Trecho citado:
▬▬▬▬▬▬▬▬▬▬
Nos anos em que reduzimos muito o desmatamento, não conseguimos mudar a base da economia da Amazônia. Que pudesse ser uma economia ligada à floresta, baseada na legalidade e mais vibrante. O Brasil ainda não montou um projeto de desenvolvimento sustentável para a região.

O que fazer na área desmatada
Podemos dividir a Amazônia em três. No arco do desmatamento, que vai do leste e sul do Pará, norte do Mato Grosso, corta Rondônia, chega ao Acre e bordeja o sul do Amazonas, fica a “Amazônia desmatada”. Aqui apenas 10% da área desmatada está sendo usada com produtividade na média da agropecuária brasileira. Outros 60% têm uso agropecuário com baixíssima produtividade. Há muito espaço para melhorar. E existem 30% de terras desmatadas, degradadas e abandonadas. Precisa investir para recuperar o solo.

Nesta Amazônia, que corresponde a 20% do total, a agenda tem que ser de intensificação do uso da terra, de aproveitar as áreas já abertas, dar assistência técnica. Transformar o abandono em áreas de boa produtividade agropecuária que irão produzir carne, soja, dendê, milho, florestas de eucalipto, ter sistemas agroflorestais.

Se precisar fazer regularização fundiária nesta área, excelente, porque ali há gente assentada há muito tempo. É preciso melhorar a rede de estradas vicinais. O Estado brasileiro tem que fazer investimentos para que esta região possa ser vibrante e gerar emprego e renda. Tem que ter investimento em boas práticas para que se aumente a produtividade. São investimentos que o Brasil pode fazer.

Essa agenda de intensificação de uso da terra e infraestrutura requer investimentos públicos. O Brasil deveria priorizar estas áreas para que fossem melhor usadas.

O que fazer na área sob pressão
Digo que 40% da região é a “Amazônia sob pressão”. É São Félix do Araguaia, Novo Progresso, Itaituba, Altamira, Humaitá, municípios com bastante floresta, mas onde há um acelerado processo de desmatamento explodindo, com dinâmica baseada na grilagem e na invasão de florestas públicas. Esta ocupação irá gerar crise, conflitos e pobreza. São cidades que depois ficam dependendo de transferências públicas.
▬▬▬▬▬▬▬▬▬▬
Dados fornecidos:
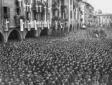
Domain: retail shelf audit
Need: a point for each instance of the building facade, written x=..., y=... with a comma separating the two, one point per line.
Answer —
x=104, y=20
x=24, y=16
x=87, y=14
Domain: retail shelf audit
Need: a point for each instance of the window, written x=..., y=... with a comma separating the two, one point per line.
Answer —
x=71, y=14
x=71, y=2
x=6, y=12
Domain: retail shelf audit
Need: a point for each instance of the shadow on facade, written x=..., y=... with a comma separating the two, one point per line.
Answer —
x=1, y=38
x=44, y=32
x=14, y=35
x=30, y=34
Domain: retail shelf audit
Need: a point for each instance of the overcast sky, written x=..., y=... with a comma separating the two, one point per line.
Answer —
x=104, y=5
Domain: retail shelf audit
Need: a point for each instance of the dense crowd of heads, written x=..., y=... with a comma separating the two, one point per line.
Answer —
x=49, y=62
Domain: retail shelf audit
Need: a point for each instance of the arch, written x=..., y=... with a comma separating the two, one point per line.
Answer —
x=1, y=37
x=31, y=34
x=14, y=35
x=44, y=32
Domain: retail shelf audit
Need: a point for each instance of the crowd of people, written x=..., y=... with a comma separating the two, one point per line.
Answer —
x=46, y=61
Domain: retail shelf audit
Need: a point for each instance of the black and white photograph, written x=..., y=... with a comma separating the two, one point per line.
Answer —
x=55, y=42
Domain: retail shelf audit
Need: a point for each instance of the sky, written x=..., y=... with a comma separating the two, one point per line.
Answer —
x=104, y=5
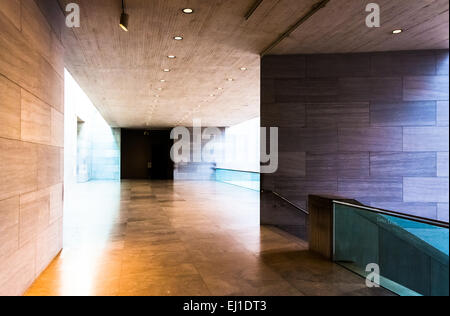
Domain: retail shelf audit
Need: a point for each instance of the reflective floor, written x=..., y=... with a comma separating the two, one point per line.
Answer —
x=182, y=238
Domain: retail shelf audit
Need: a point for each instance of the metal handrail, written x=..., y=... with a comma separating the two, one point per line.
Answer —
x=287, y=201
x=236, y=170
x=418, y=219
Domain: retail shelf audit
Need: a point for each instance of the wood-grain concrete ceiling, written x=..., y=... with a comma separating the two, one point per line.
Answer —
x=122, y=71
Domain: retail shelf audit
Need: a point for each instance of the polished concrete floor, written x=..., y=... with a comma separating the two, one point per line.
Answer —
x=182, y=238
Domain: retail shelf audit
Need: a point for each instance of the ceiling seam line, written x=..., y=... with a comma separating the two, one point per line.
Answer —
x=317, y=7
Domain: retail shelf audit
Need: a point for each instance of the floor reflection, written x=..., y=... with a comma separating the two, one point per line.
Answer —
x=182, y=238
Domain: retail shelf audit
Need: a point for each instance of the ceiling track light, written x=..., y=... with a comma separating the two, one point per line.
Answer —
x=124, y=18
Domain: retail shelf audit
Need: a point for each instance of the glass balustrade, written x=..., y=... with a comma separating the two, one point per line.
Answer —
x=411, y=253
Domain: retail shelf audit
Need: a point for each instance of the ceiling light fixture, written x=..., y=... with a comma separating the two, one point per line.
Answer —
x=124, y=18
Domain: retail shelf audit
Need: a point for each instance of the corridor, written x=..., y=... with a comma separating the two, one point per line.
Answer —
x=182, y=239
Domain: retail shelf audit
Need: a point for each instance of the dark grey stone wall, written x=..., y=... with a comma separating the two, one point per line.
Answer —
x=371, y=127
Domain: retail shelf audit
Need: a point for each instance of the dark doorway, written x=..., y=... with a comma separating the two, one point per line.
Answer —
x=146, y=155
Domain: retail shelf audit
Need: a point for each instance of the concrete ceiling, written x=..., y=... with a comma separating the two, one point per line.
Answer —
x=121, y=71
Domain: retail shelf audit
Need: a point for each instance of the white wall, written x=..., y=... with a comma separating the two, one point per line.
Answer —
x=242, y=147
x=104, y=142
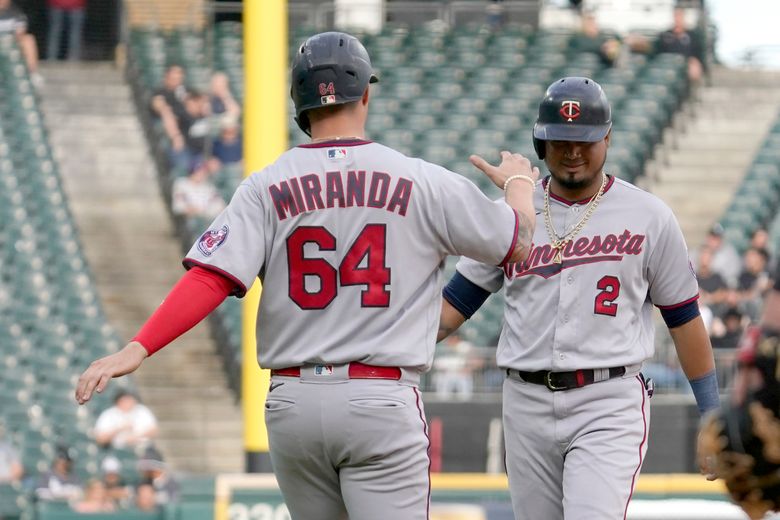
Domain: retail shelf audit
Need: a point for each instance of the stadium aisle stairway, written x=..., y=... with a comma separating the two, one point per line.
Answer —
x=709, y=150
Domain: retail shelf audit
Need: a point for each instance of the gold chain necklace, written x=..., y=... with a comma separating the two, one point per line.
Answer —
x=559, y=242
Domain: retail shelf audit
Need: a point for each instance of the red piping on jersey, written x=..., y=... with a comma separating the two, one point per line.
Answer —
x=677, y=305
x=610, y=182
x=514, y=240
x=193, y=297
x=641, y=444
x=335, y=142
x=427, y=452
x=238, y=291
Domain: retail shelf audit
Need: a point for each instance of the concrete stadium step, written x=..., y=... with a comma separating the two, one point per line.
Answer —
x=112, y=189
x=714, y=140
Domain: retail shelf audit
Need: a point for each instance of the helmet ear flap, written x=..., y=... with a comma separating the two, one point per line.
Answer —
x=540, y=148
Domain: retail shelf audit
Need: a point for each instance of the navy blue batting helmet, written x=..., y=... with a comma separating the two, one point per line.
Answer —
x=573, y=109
x=330, y=68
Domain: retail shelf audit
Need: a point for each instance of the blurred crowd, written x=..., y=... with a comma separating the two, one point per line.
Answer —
x=732, y=286
x=132, y=476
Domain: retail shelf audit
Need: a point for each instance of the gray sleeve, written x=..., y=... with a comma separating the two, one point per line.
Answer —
x=669, y=271
x=471, y=224
x=234, y=244
x=489, y=277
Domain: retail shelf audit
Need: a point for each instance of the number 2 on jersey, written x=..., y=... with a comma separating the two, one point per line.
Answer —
x=375, y=275
x=605, y=300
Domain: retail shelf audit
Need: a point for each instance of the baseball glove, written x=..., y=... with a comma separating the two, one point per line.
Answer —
x=741, y=443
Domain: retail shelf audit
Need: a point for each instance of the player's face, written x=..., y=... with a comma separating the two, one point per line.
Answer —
x=576, y=166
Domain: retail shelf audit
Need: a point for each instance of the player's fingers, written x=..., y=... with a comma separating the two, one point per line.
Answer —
x=84, y=389
x=102, y=383
x=479, y=162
▬▬▬▬▬▬▬▬▬▬
Enunciado da tarefa: Reescreva a parte do trecho citado que começa em "Se precisar fazer" e vai até "fossem melhor usadas.", trocando "estradas vicinais" por "rodovias locais".

Solução:
Se precisar fazer regularização fundiária nesta área, excelente, porque ali há gente assentada há muito tempo. É preciso melhorar a rede de rodovias locais. O Estado brasileiro tem que fazer investimentos para que esta região possa ser vibrante e gerar emprego e renda. Tem que ter investimento em boas práticas para que se aumente a produtividade. São investimentos que o Brasil pode fazer.

Essa agenda de intensificação de uso da terra e infraestrutura requer investimentos públicos. O Brasil deveria priorizar estas áreas para que fossem melhor usadas.